■ WHAT IS BEING ASKED
Transcribe only the lines between the first line of the records and the line containing "Mark the region of the knuckle.", inclusive, exactly as written.

[Saved entries]
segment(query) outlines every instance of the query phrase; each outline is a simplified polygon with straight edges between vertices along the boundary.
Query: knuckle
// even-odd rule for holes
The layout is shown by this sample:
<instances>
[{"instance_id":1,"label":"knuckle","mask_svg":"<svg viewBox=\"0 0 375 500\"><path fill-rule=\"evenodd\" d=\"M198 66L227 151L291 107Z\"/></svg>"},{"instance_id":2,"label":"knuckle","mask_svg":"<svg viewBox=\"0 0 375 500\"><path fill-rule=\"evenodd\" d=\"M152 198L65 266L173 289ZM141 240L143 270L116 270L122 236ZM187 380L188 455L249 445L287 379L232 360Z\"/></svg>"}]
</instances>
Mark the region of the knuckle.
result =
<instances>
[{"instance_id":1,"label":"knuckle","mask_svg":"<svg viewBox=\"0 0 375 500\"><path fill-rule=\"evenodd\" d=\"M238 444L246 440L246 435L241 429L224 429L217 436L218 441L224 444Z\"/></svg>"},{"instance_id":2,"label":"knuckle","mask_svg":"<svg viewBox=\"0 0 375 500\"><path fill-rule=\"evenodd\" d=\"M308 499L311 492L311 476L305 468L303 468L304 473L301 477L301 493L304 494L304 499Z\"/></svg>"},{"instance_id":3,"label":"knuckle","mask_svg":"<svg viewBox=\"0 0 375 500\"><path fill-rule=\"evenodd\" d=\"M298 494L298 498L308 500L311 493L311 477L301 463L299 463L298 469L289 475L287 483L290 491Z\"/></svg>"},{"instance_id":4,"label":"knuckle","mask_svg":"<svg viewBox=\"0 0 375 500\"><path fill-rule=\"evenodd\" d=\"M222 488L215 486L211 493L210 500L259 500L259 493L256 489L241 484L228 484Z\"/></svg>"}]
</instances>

■ PROBLEM SOLUTION
segment(query) outlines every instance of the query phrase; each outline is a simplified polygon with straight edges between vertices along the boundary.
Query: knuckle
// even-odd rule for holes
The layout is shown by this sample:
<instances>
[{"instance_id":1,"label":"knuckle","mask_svg":"<svg viewBox=\"0 0 375 500\"><path fill-rule=\"evenodd\" d=\"M198 66L227 151L291 107Z\"/></svg>"},{"instance_id":2,"label":"knuckle","mask_svg":"<svg viewBox=\"0 0 375 500\"><path fill-rule=\"evenodd\" d=\"M152 198L65 266L173 289ZM141 240L143 270L116 270L122 236ZM187 380L188 455L249 445L287 379L232 360Z\"/></svg>"}]
</instances>
Mark the region of the knuckle.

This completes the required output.